» **REQUEST 1**:
Reproduce verbatim the stretch of the article below on an Alberta provincial police force from "Despite the current" through "or reduce crime.".

┄┄┄┄┄┄┄┄┄┄┄┄┄┄┄┄┄┄┄┄

LAKELAND – The ball has without a doubt started rolling in Alberta when it comes to initiating a provincial police force.
From a provincial leadership stance, the question seems to be more a matter of ‘when’ and ‘how’ an Alberta Provincial Police Service (APPS) will be implemented rather than ‘if’ a provincial force will be established.
“I'm for better enforcement and less crime – bottom line,” Grande Prairie Wapiti MLA Travis Toews told Lakeland This Week.
As Toews runs a leadership campaign to replace former UCP premier Jason Kenney, the potential for a provincial police force did not make the list of promises pitched to UCP membership holders.
However, the former finance minister who left his role in cabinet to run as the next premier of the province did not shy away when asked about the controversial topic of establishing a provincial police force.
“I think an Alberta Police Service could be part of the solution, and here's why,” Toews said, while at a campaign stop in Bonnyville, Alta. “Based on my observations... there is a shroud of bureaucracy and a culture of risk aversion (from) Ottawa top down, that I believe hampers enforcement, and hampers the ability for RCMP members to really deliver the kind of enforcement they might otherwise deliver. That's why I believe an Alberta Police Service could be part of the solution to improving enforcement in Alberta.”
Despite the current government’s forward momentum into researching and preparing for a provincial policing model, not all Albertans are convinced an Alberta police force will improve enforcement or reduce crime.
Municipal leaders from across the province have voiced their concerns over the potential transition from the Royal Canadian Mounted Police (RCMP) to that of a provincial police service, with both the Rural Municipalities of Alberta (RMA) and Alberta Municipalities formally opposing the transition earlier this year.
Alberta’s reeves and mayors are concerned about ballooning costs of law enforcement services through the transition downloaded onto municipalities, the loss of federal funding for policing services and ongoing challenges in recruiting and retaining law enforcement staff.
“I know a lot of municipalities, at this point in time have great concerns,” acknowledged Toews.
If selected as the leader of the UCP party on Oct. 6, Toews said, “I would commit to working with (municipalities), on bringing them along, selling them the value proposition, and getting to the right solution.”

┄┄┄┄┄┄┄┄┄┄┄┄┄┄┄┄┄┄┄┄

» **REQUEST 2**:
How many lines in the entries below contain the word "woman"? Reply with the number alone.

» **DATA EXTRACT**:
┄┄┄┄┄┄┄┄┄┄┄┄┄┄┄┄┄┄┄┄

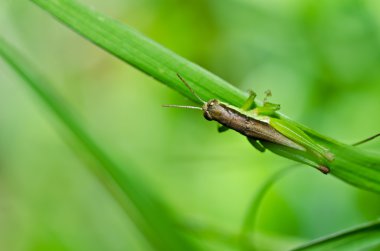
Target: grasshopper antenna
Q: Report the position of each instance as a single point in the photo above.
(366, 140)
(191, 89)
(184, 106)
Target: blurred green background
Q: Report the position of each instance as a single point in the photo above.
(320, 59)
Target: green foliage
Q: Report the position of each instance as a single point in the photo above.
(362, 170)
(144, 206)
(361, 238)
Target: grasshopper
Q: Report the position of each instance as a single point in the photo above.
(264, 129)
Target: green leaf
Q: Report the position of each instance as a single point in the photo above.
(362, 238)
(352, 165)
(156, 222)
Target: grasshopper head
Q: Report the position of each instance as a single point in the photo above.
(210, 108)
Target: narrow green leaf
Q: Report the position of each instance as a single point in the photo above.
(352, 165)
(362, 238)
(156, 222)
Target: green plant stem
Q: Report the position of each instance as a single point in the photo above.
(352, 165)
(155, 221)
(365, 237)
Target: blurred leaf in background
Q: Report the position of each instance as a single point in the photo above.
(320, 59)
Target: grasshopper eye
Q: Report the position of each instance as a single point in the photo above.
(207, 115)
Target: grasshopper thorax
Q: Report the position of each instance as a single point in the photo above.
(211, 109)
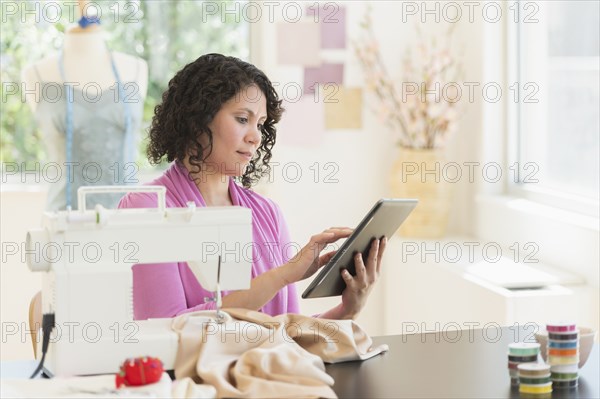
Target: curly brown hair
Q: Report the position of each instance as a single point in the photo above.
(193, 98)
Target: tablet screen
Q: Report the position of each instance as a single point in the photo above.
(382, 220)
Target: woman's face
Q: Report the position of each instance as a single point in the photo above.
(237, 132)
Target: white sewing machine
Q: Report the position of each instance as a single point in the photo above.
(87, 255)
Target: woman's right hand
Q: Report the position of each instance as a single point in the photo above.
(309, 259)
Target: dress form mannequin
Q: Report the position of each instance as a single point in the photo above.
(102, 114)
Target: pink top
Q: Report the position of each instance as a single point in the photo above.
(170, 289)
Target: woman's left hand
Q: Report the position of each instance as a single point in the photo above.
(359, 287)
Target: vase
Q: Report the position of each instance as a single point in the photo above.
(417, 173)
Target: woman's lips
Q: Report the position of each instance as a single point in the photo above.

┄┄┄┄┄┄┄┄┄┄┄┄┄┄┄┄┄┄┄┄

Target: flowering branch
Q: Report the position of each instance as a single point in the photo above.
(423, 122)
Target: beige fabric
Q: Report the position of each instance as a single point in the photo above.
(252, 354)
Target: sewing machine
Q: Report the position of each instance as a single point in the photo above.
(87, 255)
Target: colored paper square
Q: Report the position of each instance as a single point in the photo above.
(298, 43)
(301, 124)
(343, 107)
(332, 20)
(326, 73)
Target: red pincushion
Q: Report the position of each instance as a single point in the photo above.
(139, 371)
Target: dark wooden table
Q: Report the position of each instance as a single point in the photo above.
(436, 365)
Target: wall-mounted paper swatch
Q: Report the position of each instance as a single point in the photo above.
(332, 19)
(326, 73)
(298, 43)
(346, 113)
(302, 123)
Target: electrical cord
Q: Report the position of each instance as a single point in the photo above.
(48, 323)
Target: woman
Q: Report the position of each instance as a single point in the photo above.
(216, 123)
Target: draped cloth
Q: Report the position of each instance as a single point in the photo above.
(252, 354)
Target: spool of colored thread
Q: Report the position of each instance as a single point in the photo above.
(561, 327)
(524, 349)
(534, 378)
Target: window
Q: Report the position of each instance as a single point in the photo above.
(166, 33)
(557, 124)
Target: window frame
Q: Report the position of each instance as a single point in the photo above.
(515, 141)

┄┄┄┄┄┄┄┄┄┄┄┄┄┄┄┄┄┄┄┄

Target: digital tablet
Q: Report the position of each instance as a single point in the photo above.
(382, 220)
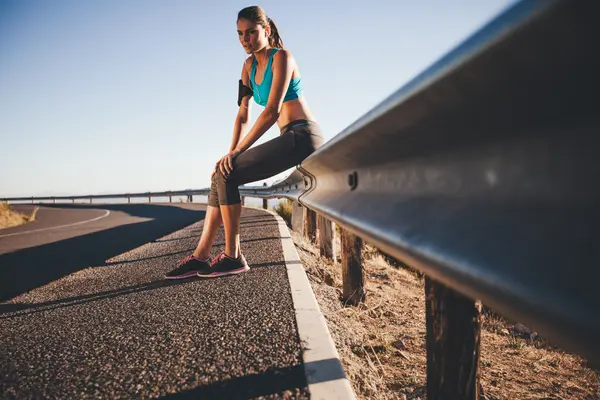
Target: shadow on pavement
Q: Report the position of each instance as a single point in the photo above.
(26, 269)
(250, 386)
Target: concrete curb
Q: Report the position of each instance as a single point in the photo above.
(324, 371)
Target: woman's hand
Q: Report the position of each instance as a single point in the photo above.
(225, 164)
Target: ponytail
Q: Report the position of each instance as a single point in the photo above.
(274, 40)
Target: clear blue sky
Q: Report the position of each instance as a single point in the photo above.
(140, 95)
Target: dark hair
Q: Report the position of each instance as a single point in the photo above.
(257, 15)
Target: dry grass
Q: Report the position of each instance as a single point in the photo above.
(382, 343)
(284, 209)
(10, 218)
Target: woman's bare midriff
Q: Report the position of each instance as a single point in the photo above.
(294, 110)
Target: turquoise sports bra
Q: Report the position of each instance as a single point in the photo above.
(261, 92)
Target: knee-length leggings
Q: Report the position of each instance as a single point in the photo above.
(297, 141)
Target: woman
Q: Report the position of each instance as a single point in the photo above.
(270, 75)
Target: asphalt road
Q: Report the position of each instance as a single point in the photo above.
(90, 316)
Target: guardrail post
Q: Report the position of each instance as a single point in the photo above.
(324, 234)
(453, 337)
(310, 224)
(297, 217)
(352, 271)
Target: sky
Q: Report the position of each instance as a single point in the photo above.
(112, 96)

┄┄┄┄┄┄┄┄┄┄┄┄┄┄┄┄┄┄┄┄

» **REPLY 1**:
Despite the current government’s forward momentum into researching and preparing for a provincial policing model, not all Albertans are convinced an Alberta police force will improve enforcement or reduce crime.

» **REPLY 2**:
8